Referring expression data:

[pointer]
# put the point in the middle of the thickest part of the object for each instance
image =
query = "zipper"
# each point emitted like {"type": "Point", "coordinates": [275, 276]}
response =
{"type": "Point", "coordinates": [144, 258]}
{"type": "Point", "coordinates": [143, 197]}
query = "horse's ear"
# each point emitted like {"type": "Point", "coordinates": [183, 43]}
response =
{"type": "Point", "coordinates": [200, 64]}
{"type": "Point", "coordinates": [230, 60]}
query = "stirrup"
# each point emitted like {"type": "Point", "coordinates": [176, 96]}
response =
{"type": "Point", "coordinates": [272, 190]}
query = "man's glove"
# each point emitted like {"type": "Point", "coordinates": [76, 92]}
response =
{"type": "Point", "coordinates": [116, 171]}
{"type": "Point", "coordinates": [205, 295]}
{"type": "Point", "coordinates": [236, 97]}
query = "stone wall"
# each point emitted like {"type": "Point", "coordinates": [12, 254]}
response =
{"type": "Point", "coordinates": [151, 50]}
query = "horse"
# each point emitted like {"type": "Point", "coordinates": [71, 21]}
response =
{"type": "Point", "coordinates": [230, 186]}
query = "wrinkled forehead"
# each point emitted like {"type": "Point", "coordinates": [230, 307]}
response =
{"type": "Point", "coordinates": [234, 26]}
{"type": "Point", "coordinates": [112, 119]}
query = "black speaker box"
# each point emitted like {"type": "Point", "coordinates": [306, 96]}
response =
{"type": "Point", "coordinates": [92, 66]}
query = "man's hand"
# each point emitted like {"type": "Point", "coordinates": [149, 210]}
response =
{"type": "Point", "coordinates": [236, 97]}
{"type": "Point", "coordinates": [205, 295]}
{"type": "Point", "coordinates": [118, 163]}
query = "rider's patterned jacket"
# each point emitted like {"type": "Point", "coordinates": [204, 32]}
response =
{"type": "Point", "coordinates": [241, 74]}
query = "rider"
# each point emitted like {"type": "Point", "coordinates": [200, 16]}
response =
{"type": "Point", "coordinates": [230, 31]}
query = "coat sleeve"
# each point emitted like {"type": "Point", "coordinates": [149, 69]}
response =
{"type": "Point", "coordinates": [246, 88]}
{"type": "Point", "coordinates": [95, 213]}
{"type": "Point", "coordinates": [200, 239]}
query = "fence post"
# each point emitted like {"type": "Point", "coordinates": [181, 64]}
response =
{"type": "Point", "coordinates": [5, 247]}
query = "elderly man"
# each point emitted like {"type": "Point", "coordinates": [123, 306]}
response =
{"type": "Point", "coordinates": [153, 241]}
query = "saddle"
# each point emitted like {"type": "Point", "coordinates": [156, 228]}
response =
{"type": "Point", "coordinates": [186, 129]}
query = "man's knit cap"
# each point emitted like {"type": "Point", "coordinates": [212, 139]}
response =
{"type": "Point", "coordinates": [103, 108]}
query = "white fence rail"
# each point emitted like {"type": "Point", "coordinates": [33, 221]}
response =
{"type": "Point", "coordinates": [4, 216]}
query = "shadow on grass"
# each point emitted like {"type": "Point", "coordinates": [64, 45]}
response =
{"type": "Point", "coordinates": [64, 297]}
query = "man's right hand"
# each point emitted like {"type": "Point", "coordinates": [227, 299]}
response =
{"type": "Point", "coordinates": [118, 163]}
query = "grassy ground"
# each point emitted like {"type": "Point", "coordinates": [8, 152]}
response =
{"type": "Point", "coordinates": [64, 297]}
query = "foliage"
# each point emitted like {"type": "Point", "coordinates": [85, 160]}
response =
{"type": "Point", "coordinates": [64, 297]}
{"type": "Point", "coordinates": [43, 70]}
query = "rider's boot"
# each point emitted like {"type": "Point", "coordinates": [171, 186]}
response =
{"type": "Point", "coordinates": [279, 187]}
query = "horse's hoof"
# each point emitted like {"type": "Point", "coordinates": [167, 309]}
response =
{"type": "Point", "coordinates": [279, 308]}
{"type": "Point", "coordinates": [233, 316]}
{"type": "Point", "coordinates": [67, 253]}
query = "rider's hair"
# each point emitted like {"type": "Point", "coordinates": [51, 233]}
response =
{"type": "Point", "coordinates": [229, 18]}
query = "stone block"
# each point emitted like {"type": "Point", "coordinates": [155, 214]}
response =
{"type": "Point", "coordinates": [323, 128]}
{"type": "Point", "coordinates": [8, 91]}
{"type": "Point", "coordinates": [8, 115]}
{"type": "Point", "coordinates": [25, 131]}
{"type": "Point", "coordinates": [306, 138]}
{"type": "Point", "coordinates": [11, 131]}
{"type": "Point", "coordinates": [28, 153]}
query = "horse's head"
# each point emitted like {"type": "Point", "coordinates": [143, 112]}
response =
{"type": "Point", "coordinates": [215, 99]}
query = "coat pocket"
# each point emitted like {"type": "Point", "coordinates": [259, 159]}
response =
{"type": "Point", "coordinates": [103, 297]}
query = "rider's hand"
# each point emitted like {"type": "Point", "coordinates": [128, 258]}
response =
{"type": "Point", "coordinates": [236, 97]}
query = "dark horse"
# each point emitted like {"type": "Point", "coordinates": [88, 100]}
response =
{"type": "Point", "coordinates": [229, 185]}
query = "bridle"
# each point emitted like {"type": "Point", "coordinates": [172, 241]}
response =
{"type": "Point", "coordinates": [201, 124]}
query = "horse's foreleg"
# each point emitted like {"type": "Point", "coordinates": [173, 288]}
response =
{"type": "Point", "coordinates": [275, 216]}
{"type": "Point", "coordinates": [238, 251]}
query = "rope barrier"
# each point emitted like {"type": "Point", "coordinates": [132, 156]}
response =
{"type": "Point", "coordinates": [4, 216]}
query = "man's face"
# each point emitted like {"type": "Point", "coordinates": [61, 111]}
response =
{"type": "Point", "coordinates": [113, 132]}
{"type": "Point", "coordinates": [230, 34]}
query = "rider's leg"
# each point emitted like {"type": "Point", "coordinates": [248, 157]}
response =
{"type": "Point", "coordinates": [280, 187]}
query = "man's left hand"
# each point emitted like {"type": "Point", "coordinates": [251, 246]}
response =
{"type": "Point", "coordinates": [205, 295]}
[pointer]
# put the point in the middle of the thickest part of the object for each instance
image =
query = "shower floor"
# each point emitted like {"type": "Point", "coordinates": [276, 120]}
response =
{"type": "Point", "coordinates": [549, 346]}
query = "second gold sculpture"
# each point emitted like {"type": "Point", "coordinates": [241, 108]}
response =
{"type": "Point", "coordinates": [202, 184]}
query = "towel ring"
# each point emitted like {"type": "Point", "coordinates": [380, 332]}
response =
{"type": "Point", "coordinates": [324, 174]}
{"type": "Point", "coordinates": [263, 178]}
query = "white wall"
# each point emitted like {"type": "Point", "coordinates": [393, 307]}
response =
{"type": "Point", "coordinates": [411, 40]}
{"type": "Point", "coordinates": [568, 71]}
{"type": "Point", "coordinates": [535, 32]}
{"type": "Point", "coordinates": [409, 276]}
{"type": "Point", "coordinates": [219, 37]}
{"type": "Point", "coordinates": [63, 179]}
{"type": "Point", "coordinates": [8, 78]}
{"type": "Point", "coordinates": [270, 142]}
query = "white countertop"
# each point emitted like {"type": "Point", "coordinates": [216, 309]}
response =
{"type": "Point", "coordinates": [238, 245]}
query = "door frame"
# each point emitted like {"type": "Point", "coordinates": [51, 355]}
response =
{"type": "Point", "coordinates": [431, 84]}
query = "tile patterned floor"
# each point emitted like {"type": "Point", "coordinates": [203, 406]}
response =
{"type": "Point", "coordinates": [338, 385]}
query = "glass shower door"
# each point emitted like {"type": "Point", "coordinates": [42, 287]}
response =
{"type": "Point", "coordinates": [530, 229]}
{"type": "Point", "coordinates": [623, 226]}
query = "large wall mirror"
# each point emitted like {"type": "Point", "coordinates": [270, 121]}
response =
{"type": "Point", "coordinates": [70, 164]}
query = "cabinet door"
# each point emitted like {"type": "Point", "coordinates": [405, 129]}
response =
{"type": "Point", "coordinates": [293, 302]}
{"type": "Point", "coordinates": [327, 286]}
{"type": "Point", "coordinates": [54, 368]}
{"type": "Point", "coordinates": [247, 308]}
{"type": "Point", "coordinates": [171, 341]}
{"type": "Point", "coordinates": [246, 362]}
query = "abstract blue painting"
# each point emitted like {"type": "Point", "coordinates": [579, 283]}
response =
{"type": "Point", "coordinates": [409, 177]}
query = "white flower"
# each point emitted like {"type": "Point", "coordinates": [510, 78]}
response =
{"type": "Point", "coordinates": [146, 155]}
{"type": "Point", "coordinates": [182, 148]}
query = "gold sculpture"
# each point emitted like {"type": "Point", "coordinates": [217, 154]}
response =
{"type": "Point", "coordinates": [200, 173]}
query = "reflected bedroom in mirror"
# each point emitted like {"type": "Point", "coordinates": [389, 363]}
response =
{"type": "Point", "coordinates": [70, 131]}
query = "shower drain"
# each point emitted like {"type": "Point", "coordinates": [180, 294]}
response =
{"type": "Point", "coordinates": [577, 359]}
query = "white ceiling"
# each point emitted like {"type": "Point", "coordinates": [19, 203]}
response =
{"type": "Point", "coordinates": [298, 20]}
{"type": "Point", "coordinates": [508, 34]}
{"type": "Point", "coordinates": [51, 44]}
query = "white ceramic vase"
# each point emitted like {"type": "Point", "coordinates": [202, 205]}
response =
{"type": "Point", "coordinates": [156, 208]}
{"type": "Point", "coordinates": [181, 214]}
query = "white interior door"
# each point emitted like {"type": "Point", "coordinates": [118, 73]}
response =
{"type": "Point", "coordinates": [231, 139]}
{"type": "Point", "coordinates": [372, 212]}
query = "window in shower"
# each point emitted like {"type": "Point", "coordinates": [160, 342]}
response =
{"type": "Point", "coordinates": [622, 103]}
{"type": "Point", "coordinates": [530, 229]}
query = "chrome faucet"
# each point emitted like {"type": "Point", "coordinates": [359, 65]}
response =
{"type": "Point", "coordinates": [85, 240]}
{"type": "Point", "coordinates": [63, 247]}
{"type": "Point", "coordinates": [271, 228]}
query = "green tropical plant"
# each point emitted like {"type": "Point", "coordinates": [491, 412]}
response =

What needs to be done: Respond with one number, namely the count of lines in the entries above that hold the word "hand".

Solution for this task: 4